**Directives:**
A. Answer these questions from the speech analysis, one line each:
(i) In one-term nomination speeches, roughly how many words did Presidents prefer in each sentence?
(ii) What is the rough average sentence length in the first-term speeches of Presidents who served multiple terms?
(iii) Which step number is given to Sentiment Analysis?
B. In the speech analysis, edit the passage from "We have evaluate" to "among their terms?", changing "word frequencies" to "word counts".
C. Condense the paragraph of the speech analysis that begins "From ridge plots shown above" into a short list that keeps its main facts.

From ridge plots shown above, we can see that, in one-term nomination speeches, Presidents prefered to have roughly 10 words in each sentence, and most of the sectences focused on 5-20 words. While in the first-term speech for president who owned multi-terms, the average length of sentence in their speeches shifts towards right a little bit, which is roughly 15 words per sentence, and the diversity of the length of sentences compacted a lot. Additionally, in the second-or-more-term speeches, those Presidents prefered more less words than before, the average number of words per sentence shift towards left a little.

Step V: Sentiment Analysis

We have evaluate the differences in word frequencies and length of sentences. What about the sentiments inside the speeches? How the Presidents shift between different setiments in their speeches. Is their any differnce among their terms?

Examples for sentiments charged in sentences
## Inaugural speeches
print("Franklin D. Roosevelt")

**Record excerpts:**
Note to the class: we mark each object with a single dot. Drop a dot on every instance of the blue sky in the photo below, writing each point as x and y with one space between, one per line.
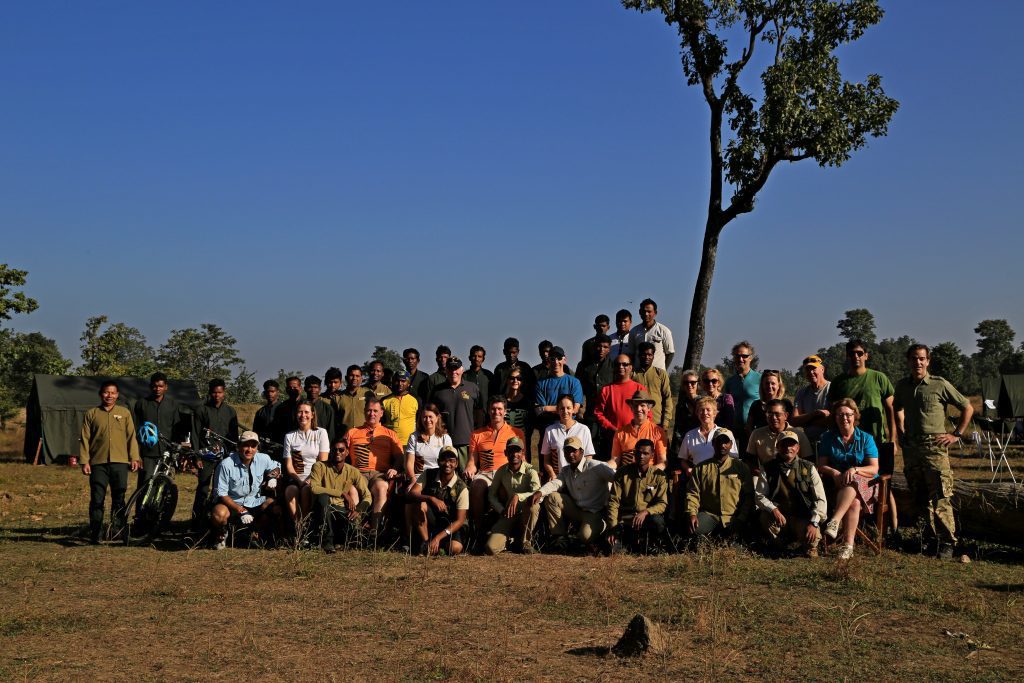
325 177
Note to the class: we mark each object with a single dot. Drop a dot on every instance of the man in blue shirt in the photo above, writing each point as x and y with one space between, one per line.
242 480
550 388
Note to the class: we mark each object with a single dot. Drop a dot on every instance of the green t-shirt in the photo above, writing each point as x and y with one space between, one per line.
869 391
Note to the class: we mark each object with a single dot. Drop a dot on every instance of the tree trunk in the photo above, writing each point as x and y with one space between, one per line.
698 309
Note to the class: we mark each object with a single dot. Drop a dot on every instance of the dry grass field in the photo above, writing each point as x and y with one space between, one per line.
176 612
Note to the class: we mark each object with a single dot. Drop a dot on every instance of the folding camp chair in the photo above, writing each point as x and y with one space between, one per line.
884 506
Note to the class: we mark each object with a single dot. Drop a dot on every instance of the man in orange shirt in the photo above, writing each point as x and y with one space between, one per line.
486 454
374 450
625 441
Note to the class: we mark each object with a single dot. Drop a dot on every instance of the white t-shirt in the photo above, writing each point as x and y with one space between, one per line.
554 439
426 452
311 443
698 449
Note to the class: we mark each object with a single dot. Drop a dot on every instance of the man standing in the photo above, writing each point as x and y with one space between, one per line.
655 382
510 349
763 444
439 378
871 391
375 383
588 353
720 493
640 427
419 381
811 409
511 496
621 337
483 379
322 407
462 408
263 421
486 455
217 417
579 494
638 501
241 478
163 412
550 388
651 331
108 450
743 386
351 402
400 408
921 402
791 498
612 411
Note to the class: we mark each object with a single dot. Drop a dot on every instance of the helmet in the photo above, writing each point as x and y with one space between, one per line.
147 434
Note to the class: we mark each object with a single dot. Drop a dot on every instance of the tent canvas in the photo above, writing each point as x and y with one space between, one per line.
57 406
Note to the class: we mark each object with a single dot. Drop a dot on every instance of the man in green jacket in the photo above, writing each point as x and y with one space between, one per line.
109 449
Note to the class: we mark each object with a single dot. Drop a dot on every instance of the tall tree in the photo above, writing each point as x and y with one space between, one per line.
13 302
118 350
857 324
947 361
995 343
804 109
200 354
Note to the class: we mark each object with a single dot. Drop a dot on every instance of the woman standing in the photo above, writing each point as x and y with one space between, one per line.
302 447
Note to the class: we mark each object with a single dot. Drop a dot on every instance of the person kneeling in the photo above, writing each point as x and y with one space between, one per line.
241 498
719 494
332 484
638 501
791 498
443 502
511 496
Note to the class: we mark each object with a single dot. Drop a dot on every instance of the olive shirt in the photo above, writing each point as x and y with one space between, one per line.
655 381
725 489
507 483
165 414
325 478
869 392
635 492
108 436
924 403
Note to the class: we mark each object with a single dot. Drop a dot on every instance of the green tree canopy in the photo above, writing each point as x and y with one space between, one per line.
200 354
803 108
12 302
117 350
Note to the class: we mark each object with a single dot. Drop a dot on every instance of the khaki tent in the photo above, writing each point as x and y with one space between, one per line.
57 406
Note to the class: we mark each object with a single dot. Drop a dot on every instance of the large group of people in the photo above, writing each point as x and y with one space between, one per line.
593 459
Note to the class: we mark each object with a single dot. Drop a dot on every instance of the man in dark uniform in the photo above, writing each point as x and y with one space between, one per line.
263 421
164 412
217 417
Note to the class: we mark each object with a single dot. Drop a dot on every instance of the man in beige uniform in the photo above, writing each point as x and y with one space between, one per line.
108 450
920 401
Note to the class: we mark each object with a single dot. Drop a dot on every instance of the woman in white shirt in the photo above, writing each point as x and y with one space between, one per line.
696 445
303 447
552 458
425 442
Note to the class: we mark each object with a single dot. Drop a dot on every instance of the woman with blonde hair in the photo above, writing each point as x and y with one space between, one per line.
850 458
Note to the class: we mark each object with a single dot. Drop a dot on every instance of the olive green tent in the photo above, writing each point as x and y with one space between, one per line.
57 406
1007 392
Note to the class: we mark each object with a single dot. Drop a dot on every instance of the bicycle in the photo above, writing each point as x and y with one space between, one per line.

**Written answers:**
A.
(i) Roughly 10 words.
(ii) Roughly 15 words per sentence.
(iii) Step V.

B.
We have evaluate the differences in word counts and length of sentences. What about the sentiments inside the speeches? How the Presidents shift between different setiments in their speeches. Is their any differnce among their terms?

C.
- One-term nomination speeches: about 10 words per sentence, with most sentences between 5 and 20 words.
- First-term speeches of multi-term Presidents: the average rises slightly to about 15 words per sentence, and sentence lengths vary much less.
- Second-or-later-term speeches: Presidents used fewer words, and the average per sentence shifts slightly lower.